>> Start READING TEXT

The summit of Panpunton Hill |
Pisch.
I checked it against my book of the route, which told me that we were nearer halfway through today's hiking. That sounded more like it. Bod and Jo had walked on and Graham appeared, climbing over the stile. We now had a steep downhill stretch, a track in a valley of green Ferns and high banks. There was a lush abundance of Ferns about at this time of the year, all very pleasant. This track descended for a while until it reached and passed through the farmyard of Lower Spoad farm. I caught up with Jo and Bod and tried to run ahead of them, so that I could take a photo of them both walking past a large shed crammed full of rolled bales of hay. They were quietly unkeen and just kept walking. The resulting photograph will not win any prizes. The place seemed deserted, but then a tail-wagging Border Collie appeared and moved towards us across the yard. I clucked my tongue at it and the rate of tail-wagging increased in enthusiasm, so I stopped and waited for it. Jo warned me off, stating with deep paranoia that Border Collies are clever enough to pretend to be friendly in order to get close enough to begin removing parts of you.
"That's how they get you," he finished.
To me it was a ridiculous notion but, all the same, I stopped communicating with the dog - who either looked crestfallen or thwarted, depending on your point of view. We continued and crossed the B4368 and then over another stile. As we started across a field, I looked back as Graham was coming out of the farmyard. He was unmolested by the dog.
We travelled down fields in a northerly direction and reached the bottom of Clun Valley. I had lost myself in a happy reverie, which was broken when Bod spoke.
"I think that's where we go next - you can see the line of the Dyke."
I gazed with some awe at a vicious assent up a broad flank of Graig Hill. I could see the Dyke and also the forms of two insect-like people, who looked contorted with misery even at this distance as they inched painfully upwards. We walked on, downwards until we crossed the River Clun via a wooden footbridge and through a belt of light trees. I passed two enormously bloated sheep lying recumbent in the grass. They didn't stir as I walked right past them, which in itself was unusual. On any walk I've ever done, Sheep - despite thousands of years of domestication - appear scared witless by the sight of human beings and scatter like rolled dice as I approach them, often sprinkling pellets of dung as they go (perhaps scared shitless would be more literal, then). Not these two, though. They looked too fat to even consider legging it across the grass and merely gazed at me, jaws working in rhythm. Bod walked past them next and spotted one with a single horn growing out of the middle of its head. A Unicorn Sheep. I did a little filming and, despite the recent glimpse of what was just ahead, I made noises about how manageable I thought the walk had been so far. Yes, there had been climbs, but it was all okay.

>> End READING TEXT

SET TASKS:
a - Extract from the hiking passage the span between "To me it was" and "by the dog.", inclusive, copying it verbatim.
b - Using the hiking passage, answer these:
(i) Through which farm's yard did the descending track pass?
(ii) Which road did the group cross after leaving the farmyard?
(iii) By what means did they cross the River Clun?
c - Carry on writing the hiking passage, beginning right after its last sentence.

>> Start DATASET RECORDS

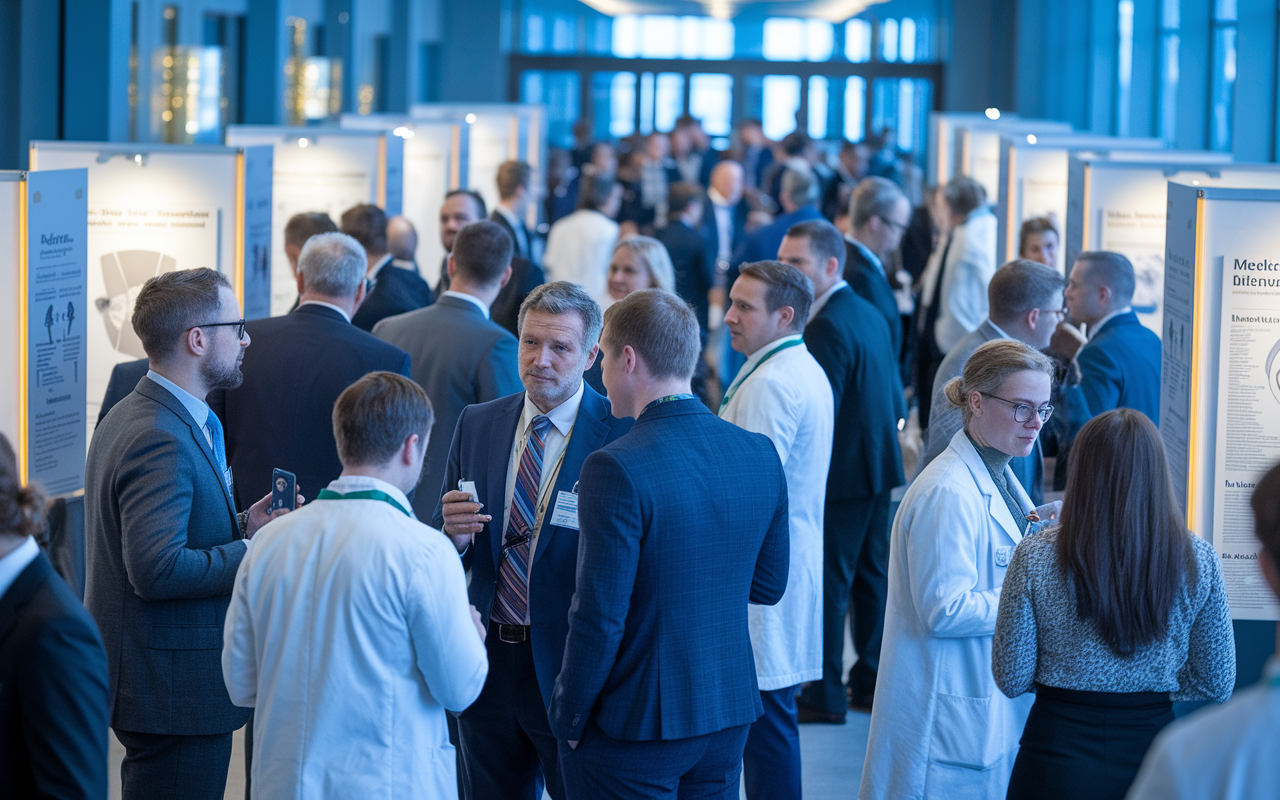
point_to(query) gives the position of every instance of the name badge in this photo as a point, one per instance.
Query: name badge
(565, 515)
(1004, 554)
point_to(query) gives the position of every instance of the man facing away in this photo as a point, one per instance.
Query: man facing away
(282, 414)
(164, 542)
(658, 688)
(1025, 301)
(460, 356)
(524, 455)
(782, 393)
(851, 343)
(348, 630)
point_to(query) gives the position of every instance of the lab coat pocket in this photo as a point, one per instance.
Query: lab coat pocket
(965, 732)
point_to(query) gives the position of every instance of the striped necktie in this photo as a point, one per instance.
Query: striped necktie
(511, 602)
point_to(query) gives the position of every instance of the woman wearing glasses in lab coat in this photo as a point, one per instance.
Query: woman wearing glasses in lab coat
(940, 726)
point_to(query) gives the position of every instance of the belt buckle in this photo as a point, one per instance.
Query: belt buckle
(512, 634)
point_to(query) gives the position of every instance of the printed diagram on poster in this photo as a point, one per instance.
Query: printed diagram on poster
(1139, 236)
(132, 242)
(1248, 423)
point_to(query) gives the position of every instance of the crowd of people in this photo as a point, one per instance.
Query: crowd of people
(592, 515)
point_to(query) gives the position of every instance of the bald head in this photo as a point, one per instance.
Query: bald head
(401, 238)
(727, 181)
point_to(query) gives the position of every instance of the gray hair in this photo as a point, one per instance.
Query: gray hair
(653, 254)
(563, 297)
(332, 264)
(873, 197)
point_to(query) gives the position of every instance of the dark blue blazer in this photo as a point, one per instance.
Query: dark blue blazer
(684, 522)
(396, 291)
(872, 284)
(124, 378)
(53, 690)
(163, 547)
(1119, 368)
(481, 452)
(850, 342)
(282, 416)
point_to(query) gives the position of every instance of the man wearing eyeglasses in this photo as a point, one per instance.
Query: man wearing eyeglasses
(1025, 304)
(164, 540)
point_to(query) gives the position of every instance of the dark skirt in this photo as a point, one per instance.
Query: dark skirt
(1086, 744)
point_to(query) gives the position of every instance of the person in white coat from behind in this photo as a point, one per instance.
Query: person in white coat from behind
(940, 726)
(348, 629)
(784, 393)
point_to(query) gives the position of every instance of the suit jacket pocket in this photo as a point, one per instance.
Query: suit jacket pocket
(186, 638)
(965, 732)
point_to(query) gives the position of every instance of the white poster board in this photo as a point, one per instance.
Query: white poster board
(1232, 400)
(151, 209)
(1120, 205)
(321, 169)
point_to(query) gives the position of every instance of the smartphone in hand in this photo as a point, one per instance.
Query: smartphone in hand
(284, 490)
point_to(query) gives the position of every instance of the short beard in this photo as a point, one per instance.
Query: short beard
(220, 375)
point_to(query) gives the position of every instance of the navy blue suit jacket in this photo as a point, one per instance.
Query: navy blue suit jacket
(282, 415)
(850, 341)
(481, 452)
(684, 522)
(53, 690)
(396, 291)
(1119, 369)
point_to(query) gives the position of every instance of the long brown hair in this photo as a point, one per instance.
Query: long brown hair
(1121, 538)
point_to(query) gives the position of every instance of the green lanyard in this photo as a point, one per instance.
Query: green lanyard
(369, 494)
(739, 383)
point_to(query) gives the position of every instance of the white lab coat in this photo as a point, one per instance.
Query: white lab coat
(940, 726)
(350, 632)
(789, 400)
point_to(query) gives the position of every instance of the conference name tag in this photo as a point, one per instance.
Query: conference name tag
(565, 515)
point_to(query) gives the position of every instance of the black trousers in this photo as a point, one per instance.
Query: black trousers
(506, 748)
(855, 572)
(160, 766)
(1086, 744)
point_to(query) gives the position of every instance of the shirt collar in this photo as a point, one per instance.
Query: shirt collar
(470, 298)
(17, 561)
(364, 483)
(1095, 329)
(320, 302)
(822, 300)
(196, 407)
(562, 416)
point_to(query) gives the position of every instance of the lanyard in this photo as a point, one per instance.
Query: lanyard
(369, 494)
(739, 383)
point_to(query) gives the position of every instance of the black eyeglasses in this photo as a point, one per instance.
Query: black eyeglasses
(240, 327)
(1022, 411)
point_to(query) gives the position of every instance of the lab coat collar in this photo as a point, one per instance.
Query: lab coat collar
(995, 502)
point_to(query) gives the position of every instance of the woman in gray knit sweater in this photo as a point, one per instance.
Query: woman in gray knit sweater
(1110, 616)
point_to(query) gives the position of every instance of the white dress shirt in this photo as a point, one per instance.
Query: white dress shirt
(553, 447)
(579, 248)
(18, 560)
(1219, 753)
(789, 400)
(350, 634)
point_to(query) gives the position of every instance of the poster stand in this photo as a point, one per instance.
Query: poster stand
(154, 209)
(321, 169)
(1121, 205)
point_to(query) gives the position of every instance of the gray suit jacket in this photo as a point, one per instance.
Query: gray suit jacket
(460, 359)
(163, 547)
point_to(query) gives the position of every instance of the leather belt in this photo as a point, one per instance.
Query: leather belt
(512, 634)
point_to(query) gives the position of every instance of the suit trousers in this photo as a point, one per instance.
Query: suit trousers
(855, 572)
(163, 766)
(703, 767)
(506, 748)
(771, 762)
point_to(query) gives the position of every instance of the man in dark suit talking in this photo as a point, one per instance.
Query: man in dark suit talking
(163, 542)
(682, 522)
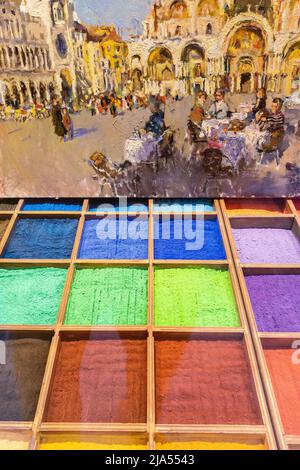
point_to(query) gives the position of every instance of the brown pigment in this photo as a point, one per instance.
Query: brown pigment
(100, 381)
(21, 377)
(204, 382)
(3, 225)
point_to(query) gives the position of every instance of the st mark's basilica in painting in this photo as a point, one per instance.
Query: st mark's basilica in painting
(170, 98)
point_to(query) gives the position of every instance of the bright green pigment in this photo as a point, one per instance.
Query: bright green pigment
(108, 296)
(30, 296)
(194, 297)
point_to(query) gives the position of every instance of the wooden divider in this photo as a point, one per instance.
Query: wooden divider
(261, 340)
(151, 429)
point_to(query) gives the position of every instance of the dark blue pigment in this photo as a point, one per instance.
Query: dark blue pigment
(63, 205)
(96, 245)
(178, 205)
(212, 249)
(113, 205)
(42, 239)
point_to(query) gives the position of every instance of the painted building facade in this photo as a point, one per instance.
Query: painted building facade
(241, 45)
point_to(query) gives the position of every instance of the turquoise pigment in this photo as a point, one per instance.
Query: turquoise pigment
(191, 247)
(183, 205)
(31, 296)
(108, 296)
(115, 238)
(42, 239)
(118, 205)
(50, 205)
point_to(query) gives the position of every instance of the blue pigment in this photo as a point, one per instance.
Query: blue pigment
(107, 239)
(180, 205)
(113, 205)
(62, 205)
(42, 239)
(209, 248)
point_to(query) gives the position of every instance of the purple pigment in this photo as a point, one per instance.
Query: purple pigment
(275, 302)
(267, 245)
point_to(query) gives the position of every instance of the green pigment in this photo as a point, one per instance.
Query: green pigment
(108, 296)
(194, 297)
(30, 296)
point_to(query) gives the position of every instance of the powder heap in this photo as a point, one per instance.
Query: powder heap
(100, 381)
(208, 445)
(285, 376)
(254, 206)
(42, 239)
(3, 226)
(275, 301)
(194, 297)
(204, 382)
(118, 205)
(21, 377)
(30, 296)
(90, 442)
(267, 245)
(8, 204)
(63, 205)
(183, 205)
(204, 238)
(108, 296)
(121, 244)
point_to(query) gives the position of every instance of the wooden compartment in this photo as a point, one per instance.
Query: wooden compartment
(220, 438)
(87, 439)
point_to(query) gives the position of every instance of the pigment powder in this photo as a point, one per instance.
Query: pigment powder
(194, 297)
(8, 204)
(3, 226)
(207, 445)
(297, 204)
(114, 238)
(204, 382)
(49, 205)
(91, 442)
(254, 206)
(108, 296)
(188, 239)
(285, 376)
(21, 377)
(30, 296)
(275, 301)
(100, 381)
(183, 205)
(118, 205)
(267, 245)
(42, 239)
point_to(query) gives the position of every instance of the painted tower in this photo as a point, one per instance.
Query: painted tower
(58, 18)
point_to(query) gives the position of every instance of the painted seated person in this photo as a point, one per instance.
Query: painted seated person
(219, 109)
(156, 123)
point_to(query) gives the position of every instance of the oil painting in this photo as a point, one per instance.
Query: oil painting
(149, 98)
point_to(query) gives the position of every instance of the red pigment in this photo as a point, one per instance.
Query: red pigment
(285, 376)
(204, 382)
(100, 381)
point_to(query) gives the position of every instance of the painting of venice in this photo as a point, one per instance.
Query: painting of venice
(149, 98)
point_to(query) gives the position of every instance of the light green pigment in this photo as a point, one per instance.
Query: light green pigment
(194, 297)
(108, 296)
(31, 296)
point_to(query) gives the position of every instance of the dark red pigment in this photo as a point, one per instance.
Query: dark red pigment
(204, 382)
(100, 381)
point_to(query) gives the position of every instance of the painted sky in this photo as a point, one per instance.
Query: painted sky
(123, 13)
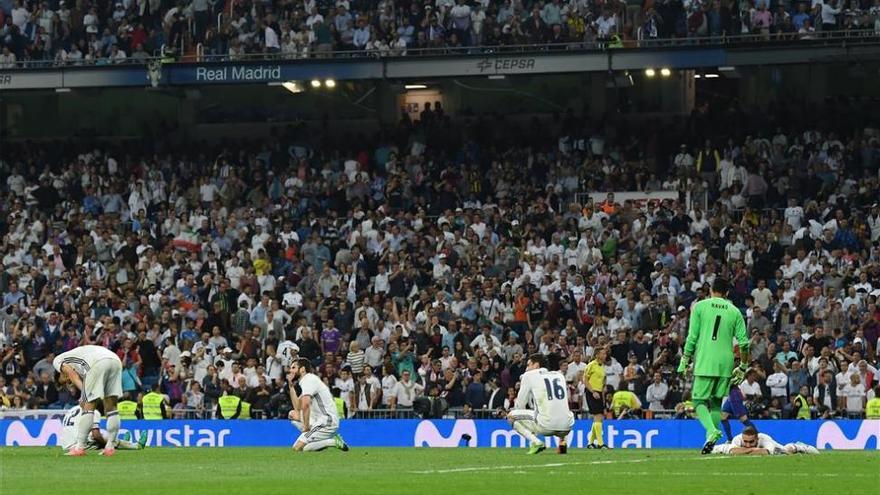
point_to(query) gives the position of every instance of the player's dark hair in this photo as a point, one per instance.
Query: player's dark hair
(539, 359)
(305, 363)
(721, 286)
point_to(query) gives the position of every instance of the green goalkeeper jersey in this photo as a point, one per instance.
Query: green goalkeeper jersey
(715, 322)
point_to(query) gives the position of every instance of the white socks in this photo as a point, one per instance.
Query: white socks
(112, 428)
(320, 445)
(521, 428)
(83, 427)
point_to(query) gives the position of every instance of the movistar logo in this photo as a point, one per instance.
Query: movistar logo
(830, 436)
(17, 434)
(427, 434)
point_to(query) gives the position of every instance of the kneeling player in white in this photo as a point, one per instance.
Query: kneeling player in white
(97, 372)
(547, 393)
(750, 442)
(314, 412)
(95, 440)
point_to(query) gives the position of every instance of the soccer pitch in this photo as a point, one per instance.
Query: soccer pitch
(474, 471)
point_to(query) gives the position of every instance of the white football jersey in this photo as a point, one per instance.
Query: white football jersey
(323, 409)
(83, 358)
(68, 427)
(547, 393)
(764, 442)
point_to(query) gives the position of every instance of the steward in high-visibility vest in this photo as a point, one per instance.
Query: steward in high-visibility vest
(127, 409)
(624, 399)
(153, 404)
(872, 408)
(228, 406)
(341, 408)
(803, 407)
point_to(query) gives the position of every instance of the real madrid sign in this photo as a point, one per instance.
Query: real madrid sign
(239, 73)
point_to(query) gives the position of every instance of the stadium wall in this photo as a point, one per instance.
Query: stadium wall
(844, 434)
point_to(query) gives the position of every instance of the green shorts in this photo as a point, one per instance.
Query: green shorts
(710, 387)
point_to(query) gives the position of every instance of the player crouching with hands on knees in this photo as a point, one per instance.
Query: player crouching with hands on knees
(97, 372)
(314, 412)
(95, 440)
(548, 394)
(750, 442)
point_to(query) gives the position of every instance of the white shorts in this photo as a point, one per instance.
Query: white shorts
(529, 417)
(103, 380)
(316, 434)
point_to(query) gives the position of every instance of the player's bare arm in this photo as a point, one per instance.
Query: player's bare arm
(748, 451)
(306, 403)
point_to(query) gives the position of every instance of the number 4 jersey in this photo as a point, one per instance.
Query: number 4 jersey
(547, 393)
(715, 322)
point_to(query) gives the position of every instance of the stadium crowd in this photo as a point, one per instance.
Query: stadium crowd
(105, 32)
(431, 259)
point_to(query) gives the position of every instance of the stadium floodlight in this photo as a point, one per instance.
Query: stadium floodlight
(292, 86)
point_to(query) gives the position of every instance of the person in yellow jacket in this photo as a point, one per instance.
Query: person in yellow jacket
(872, 408)
(594, 396)
(129, 409)
(228, 406)
(153, 404)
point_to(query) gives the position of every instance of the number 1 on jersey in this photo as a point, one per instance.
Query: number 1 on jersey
(554, 390)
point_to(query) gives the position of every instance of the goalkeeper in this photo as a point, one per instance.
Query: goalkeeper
(714, 323)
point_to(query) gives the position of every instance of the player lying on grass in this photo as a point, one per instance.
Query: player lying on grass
(97, 372)
(314, 412)
(750, 442)
(95, 440)
(547, 393)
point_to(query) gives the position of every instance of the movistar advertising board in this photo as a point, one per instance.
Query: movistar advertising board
(851, 435)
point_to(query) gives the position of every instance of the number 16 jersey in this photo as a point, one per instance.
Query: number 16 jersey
(547, 393)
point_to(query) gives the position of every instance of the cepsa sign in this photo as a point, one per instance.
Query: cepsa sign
(506, 65)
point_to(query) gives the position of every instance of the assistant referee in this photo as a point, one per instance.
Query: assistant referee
(594, 385)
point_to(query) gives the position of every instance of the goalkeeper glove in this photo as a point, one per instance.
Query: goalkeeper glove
(683, 364)
(739, 374)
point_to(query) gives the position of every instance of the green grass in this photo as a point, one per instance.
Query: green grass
(239, 471)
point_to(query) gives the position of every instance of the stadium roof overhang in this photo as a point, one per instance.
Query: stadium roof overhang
(406, 68)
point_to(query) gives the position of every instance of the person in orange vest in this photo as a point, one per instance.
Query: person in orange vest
(608, 206)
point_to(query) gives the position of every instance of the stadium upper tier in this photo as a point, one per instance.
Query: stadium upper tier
(51, 33)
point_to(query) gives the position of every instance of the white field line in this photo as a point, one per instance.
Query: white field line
(750, 474)
(522, 466)
(556, 464)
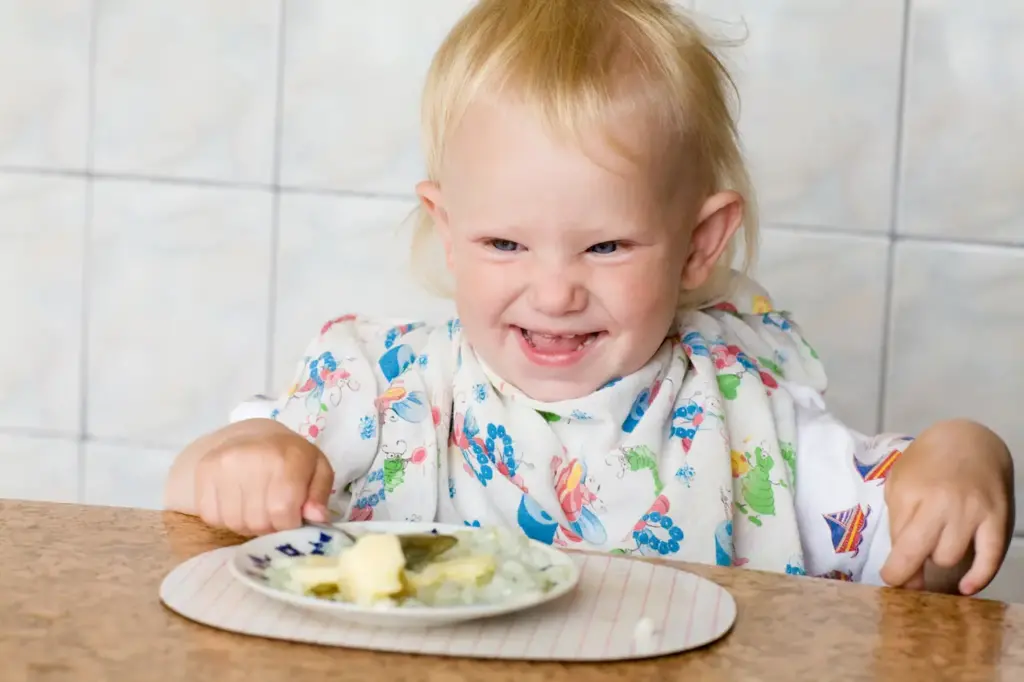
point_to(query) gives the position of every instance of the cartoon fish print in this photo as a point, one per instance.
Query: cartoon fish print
(501, 451)
(577, 502)
(325, 378)
(847, 528)
(756, 487)
(395, 361)
(878, 471)
(535, 522)
(637, 458)
(466, 436)
(484, 452)
(686, 421)
(640, 406)
(656, 534)
(396, 333)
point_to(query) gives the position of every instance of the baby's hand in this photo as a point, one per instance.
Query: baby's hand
(253, 484)
(949, 494)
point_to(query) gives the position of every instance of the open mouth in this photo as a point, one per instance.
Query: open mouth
(556, 349)
(557, 343)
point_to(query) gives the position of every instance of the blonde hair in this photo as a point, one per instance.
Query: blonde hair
(578, 61)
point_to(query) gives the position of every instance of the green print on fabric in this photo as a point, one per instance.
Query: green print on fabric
(728, 384)
(771, 367)
(790, 457)
(641, 458)
(757, 487)
(394, 473)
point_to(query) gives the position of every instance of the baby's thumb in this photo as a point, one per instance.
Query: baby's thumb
(320, 493)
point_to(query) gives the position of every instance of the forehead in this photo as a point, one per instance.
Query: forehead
(504, 151)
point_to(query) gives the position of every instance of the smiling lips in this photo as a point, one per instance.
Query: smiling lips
(555, 349)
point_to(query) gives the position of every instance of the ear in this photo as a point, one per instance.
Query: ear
(718, 220)
(432, 202)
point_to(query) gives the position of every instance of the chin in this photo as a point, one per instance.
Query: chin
(557, 390)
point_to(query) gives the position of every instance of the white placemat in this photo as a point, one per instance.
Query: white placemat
(622, 609)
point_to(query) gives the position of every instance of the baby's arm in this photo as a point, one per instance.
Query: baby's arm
(263, 474)
(892, 510)
(179, 492)
(951, 509)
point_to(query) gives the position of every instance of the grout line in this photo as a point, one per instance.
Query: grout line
(29, 432)
(888, 307)
(279, 126)
(939, 240)
(201, 182)
(826, 230)
(88, 216)
(850, 232)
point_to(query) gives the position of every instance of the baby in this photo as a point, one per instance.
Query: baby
(610, 383)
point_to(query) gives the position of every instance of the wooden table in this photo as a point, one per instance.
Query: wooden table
(78, 601)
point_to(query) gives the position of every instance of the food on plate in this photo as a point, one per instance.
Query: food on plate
(479, 567)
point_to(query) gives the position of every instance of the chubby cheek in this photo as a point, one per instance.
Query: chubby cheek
(641, 303)
(480, 294)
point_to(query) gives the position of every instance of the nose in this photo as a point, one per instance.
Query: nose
(557, 290)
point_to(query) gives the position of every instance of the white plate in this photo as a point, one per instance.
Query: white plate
(251, 561)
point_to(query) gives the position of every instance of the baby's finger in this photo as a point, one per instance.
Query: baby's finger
(287, 492)
(229, 508)
(911, 548)
(989, 549)
(321, 485)
(206, 501)
(916, 582)
(257, 519)
(953, 543)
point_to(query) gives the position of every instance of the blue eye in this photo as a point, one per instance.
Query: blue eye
(604, 248)
(507, 246)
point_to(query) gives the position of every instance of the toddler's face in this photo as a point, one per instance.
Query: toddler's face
(567, 264)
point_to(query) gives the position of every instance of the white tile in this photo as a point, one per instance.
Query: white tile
(339, 255)
(836, 288)
(42, 469)
(1009, 583)
(118, 475)
(178, 308)
(186, 88)
(42, 227)
(353, 74)
(964, 139)
(819, 87)
(956, 338)
(44, 91)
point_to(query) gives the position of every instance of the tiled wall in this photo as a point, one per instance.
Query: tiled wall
(188, 187)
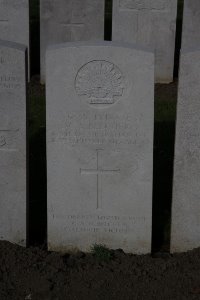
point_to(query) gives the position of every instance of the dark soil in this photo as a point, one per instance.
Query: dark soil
(39, 275)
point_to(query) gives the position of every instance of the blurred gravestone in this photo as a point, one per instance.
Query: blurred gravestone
(186, 190)
(99, 146)
(67, 21)
(14, 21)
(148, 23)
(13, 142)
(191, 24)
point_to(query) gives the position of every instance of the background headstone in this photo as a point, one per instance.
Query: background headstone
(99, 146)
(14, 21)
(191, 24)
(148, 23)
(13, 142)
(68, 21)
(186, 191)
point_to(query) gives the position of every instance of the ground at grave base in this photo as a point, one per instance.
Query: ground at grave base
(36, 274)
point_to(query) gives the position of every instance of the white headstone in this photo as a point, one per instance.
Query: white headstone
(13, 142)
(191, 24)
(186, 191)
(68, 21)
(99, 146)
(14, 21)
(148, 23)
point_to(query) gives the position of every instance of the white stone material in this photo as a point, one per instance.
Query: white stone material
(186, 190)
(99, 146)
(148, 23)
(191, 24)
(69, 21)
(14, 21)
(13, 142)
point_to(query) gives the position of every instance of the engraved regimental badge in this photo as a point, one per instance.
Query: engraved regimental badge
(101, 82)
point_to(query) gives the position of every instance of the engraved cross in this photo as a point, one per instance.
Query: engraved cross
(99, 172)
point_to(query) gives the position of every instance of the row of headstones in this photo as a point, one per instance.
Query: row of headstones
(148, 23)
(100, 100)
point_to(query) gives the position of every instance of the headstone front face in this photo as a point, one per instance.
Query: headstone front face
(68, 21)
(191, 24)
(13, 142)
(99, 146)
(186, 190)
(14, 21)
(148, 23)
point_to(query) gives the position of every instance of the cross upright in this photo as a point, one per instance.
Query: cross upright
(99, 172)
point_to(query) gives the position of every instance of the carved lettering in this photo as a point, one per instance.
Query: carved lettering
(101, 82)
(101, 224)
(99, 129)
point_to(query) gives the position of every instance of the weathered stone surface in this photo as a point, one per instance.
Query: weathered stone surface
(99, 146)
(149, 23)
(68, 21)
(13, 142)
(14, 21)
(186, 191)
(191, 24)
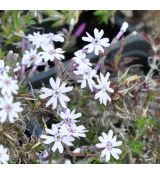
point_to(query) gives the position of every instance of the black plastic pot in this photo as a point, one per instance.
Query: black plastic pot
(135, 46)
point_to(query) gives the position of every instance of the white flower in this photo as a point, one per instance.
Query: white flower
(59, 138)
(77, 150)
(9, 110)
(69, 117)
(124, 27)
(50, 53)
(17, 68)
(3, 69)
(96, 43)
(8, 85)
(43, 157)
(31, 58)
(74, 130)
(67, 161)
(80, 53)
(57, 93)
(87, 74)
(81, 58)
(38, 40)
(4, 157)
(109, 144)
(103, 87)
(53, 37)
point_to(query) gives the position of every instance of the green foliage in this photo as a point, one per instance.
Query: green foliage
(61, 17)
(104, 15)
(14, 23)
(2, 53)
(136, 146)
(142, 122)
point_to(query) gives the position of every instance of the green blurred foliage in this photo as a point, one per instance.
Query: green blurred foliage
(104, 15)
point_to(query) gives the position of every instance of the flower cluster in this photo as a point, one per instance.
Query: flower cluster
(68, 127)
(88, 74)
(42, 50)
(64, 133)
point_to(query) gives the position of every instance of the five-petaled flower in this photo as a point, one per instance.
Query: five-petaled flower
(109, 144)
(57, 93)
(103, 87)
(87, 74)
(69, 117)
(97, 43)
(50, 53)
(31, 58)
(58, 138)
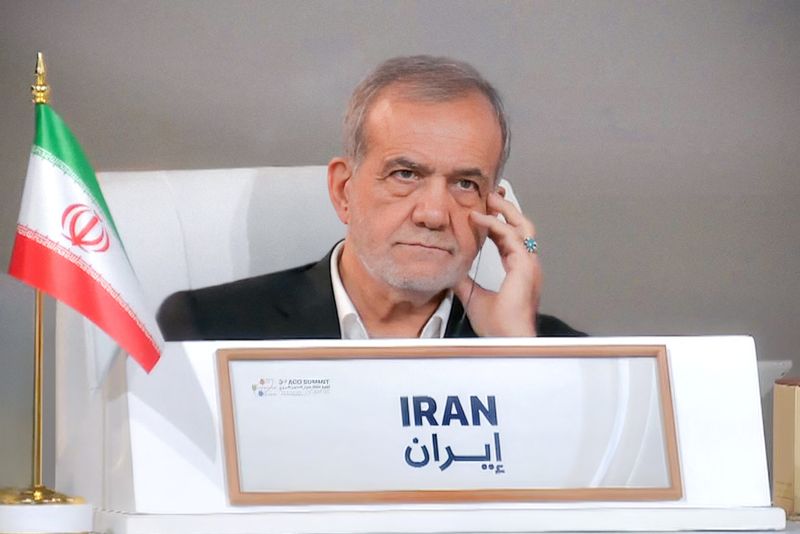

>> End DATASET RECORDS

ANSWERS PROVIDED:
a -
To me it was a ridiculous notion but, all the same, I stopped communicating with the dog - who either looked crestfallen or thwarted, depending on your point of view. We continued and crossed the B4368 and then over another stile. As we started across a field, I looked back as Graham was coming out of the farmyard. He was unmolested by the dog.

b -
(i) Lower Spoad farm
(ii) The B4368
(iii) A wooden footbridge

c -
I walked over the bridge, a little stream gurgling beneath, then strode to the very base of the climb. A water tap has been put in place here, which I read as a faintly ominous warning of the torture ahead. I didn't bother with it, as I reckoned I still had plenty of water and couldn't be arsed to remove my backpack to refill my camel. Bod and Graham began to fill up, Jo and I started the ascent.
It pretty soon revealed itself to be a steep, grinding affair. I was quickly breathless and even had to resort to using my hands on my thighs to push myself onwards, such was the angle of climb. Thank God I had got my act together and spent the past month jogging regularly, taking in steep roads as I ran. I honestly think this made a lot of difference for me. My leg muscles had strengthened noticeably over the weeks and I had recognised the improvement in my aerobic capacity with surprise and relief, considering that it was over such a short span of time. Given the chance, the human body will really try to look after you. This climb burned my legs and had me heaving for breath, but I did the lot in one go and reached the top without any cardiac event.
I filmed as I got my breath back, my commentary acknowledging the difficulty of this particular switchback. Jo drew near as he also finished the climb. He threw me a dubious expression and I grinned as he said something unintelligible through the faint roaring in my ears. The blood was still fairly racing around my body. It was a magnificent view from up here and I filmed it all, sweeping the camera around just as Bod made it to the top. Jo and I laughed at his appearance. He lurched towards us, crimson-faced and head on one side.
"How d'you like Graig Hill?" I called out.
Bod ignored me and then told us that he was feeling unwell. He had a headache and feelings of nausea - classic signs of dehydration. Too many pints the night before? The salty English breakfast? Bod wasn't having any of that. He told us that the water from the tap below us tasted horrible, too. As Bod began to recover his vigour, I mentioned that there was an even steeper climb just ahead, according to my book.
Jo looked disbelieving,"How can it be steeper? It must mean longer."
I stated about having second thoughts not filling my water bottle when I had the chance down at the tap, foul-tasting water or no. I jokingly considered walking back down, filling my camel and walking back up. Bod came alive at this.
"Go down now," he advised. "Just give me the camera and let me film you struggling back up, you bastard."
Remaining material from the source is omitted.